Documento:
>>
A Doutrina católica nos ensina – como dogma primeiríssimo e fundamental entre todos – que existe um só Deus em três pessoas distintas: Pai, Filho e Espírito Santo. Consta de maneira clara e explícita na divina revelação e foi proposto infalivelmente pela Igreja em todos os Símbolos da fé. Por sua especial clareza e majestoso ritmo, expomos aqui a formulação do famoso símbolo atanasiano Quicumque: Quem quiser salvar-se deve antes de tudo professar a fé católica.

 

Porque aquele que não a professar, integral e inviolavelmente, perecerá sem dúvida por toda a eternidade. A fé católica consiste em adorar um só Deus em três Pessoas e três Pessoas em um só Deus. Sem confundir as Pessoas nem separar a substância. Porque uma é a Pessoa do Pai, outra a do Filho, outra a do Espírito Santo. Mas uma só é a divindade do Pai, e do Filho, e do Espírito Santo, igual a glória, coeterna a majestade. Tal como é o Pai, tal é o Filho, tal é o Espírito Santo. O Pai é incriado, o Filho é incriado, o Espírito Santo é incriado. O Pai é imenso, o Filho é imenso, o Espírito Santo é imenso. O Pai é eterno, o Filho é eterno, o Espírito Santo é eterno. E contudo não são três eternos, mas um só eterno. Assim como não são três incriados, nem três imensos, mas um só incriado, um só imenso. Da mesma maneira, o Pai é onipotente, o Filho é onipotente, o Espírito Santo é onipotente. E contudo não são três onipotentes, mas um só onipotente. Assim o Pai é Deus, o Filho é Deus, o Espírito Santo é Deus. E contudo não são três deuses, mas um só Deus.

 

Do mesmo modo, o Pai é Senhor, o Filho é Senhor, o Espírito Santo é Senhor. E contudo não são três senhores, mas um só Senhor. Porque, assim como a verdade cristã nos manda confessar que cada uma das Pessoas é Deus e Senhor, do mesmo modo a religião católica nos proíbe dizer que são três deuses ou senhores. O Pai não foi feito por ninguém: nem criado nem gerado. O Filho procede do Pai: não foi feito nem criado, mas gerado. O Espírito Santo não foi feito, nem criado, nem gerado, mas procede do Pai e do Filho.

 

Não há, pois, senão um só Pai, e não três Pais; um só Filho, e não três Filhos; um só Espírito Santo, e não três Espíritos Santos. E nesta Trindade não há nem mais antigo nem menos antigo; nem maior nem menor, mas as três Pessoas são coeternas e iguais entre si. De sorte que, como se disse acima, em tudo se deve adorar a unidade na Trindade e a Trindade na unidade. Quem, pois quiser salvar-se deve ter estes sentimentos a respeito da Trindade. ((D, 39) A sigla D se refere à obra de Denzinger, Enchiridion Symbolorum, definitionum et declarationum de rebus fidei et morum, na qual estão reunidas as definições dogmáticas e declarações da Igreja ao longo dos séculos, nos concílios e documentos pontifícios. A presente obra utiliza a numeração correspondente a edições anteriores à 32a edição, publicadas antes de 1963 – NT)
<<
Entradas extraídas:
>>
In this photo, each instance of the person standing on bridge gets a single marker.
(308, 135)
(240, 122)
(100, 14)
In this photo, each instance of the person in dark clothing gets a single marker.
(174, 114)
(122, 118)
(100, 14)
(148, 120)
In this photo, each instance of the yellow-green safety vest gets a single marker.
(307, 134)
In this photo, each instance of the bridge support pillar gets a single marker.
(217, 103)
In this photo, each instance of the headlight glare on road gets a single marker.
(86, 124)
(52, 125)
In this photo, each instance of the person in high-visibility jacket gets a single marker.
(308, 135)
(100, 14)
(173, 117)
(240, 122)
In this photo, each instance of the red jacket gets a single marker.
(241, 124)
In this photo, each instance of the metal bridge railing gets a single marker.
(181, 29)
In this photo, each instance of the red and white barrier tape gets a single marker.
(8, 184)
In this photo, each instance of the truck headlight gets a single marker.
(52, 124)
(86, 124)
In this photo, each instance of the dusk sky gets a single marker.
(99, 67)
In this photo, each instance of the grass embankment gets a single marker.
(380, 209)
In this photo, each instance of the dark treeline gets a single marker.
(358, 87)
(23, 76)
<<
>>
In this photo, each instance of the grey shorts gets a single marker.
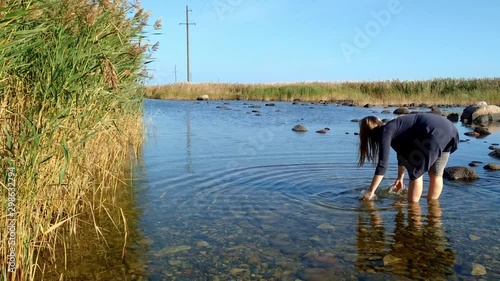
<<
>>
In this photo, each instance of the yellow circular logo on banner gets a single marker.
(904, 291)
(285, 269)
<<
Problemas a resolver:
a) Segundo o texto sobre a Trindade, de quem procede o Espírito Santo?
b) Prolongue o texto sobre a Trindade a partir do ponto em que ele termina.

Resultados do exercício:
a) O Espírito Santo procede do Pai e do Filho.

b)
 

O Espírito Santo é, pois, a terceira pessoa da Santíssima Trindade, que procede do Pai e do Filho, não por via de geração – como o filho é engendrado pelo Pai –, senão em virtude de uma corrente mútua e inefável de amor entre o Pai e o Filho. Vejamos, em brevíssimo resumo, de que maneira se verifica a geração do Verbo pelo Pai e a espiração do Espírito Santo por parte do Pai e do Filho no seio da Trindade beatíssima.

 

A geração do Filho

 

Eis aqui uma exposição simples e popular, ao alcance de todos: (Miralles Sbert, citado por Docete t.1 p.21 e 27.) Se alguém se olha no espelho, produz uma imagem semelhante a si mesmo, pois se lhe assemelha não só na figura, mas também imita seus movimentos: se o homem se move, se move também sua imagem. E esta imagem, tão semelhante, vem a ser produzida em um instante, sem trabalho, sem instrumentos, tão somente mirando-se no espelho. Podemos ilustrar deste modo que Deus Pai, contemplando-se a si mesmo no espelho de sua divindade com os olhos de seu entendimento e conhecendo-se perfeitamente, engendra ou produz uma imagem absolutamente igual a si mesmo. Pois bem, esta imagem é a figura substancial do Pai, seu perfeito resplendor..., expressão total da inteligência do Pai, palavra subsistente e única compreensiva, termo adequado da contemplação da soberana essência, esplendor de sua glória e imagem de sua substância.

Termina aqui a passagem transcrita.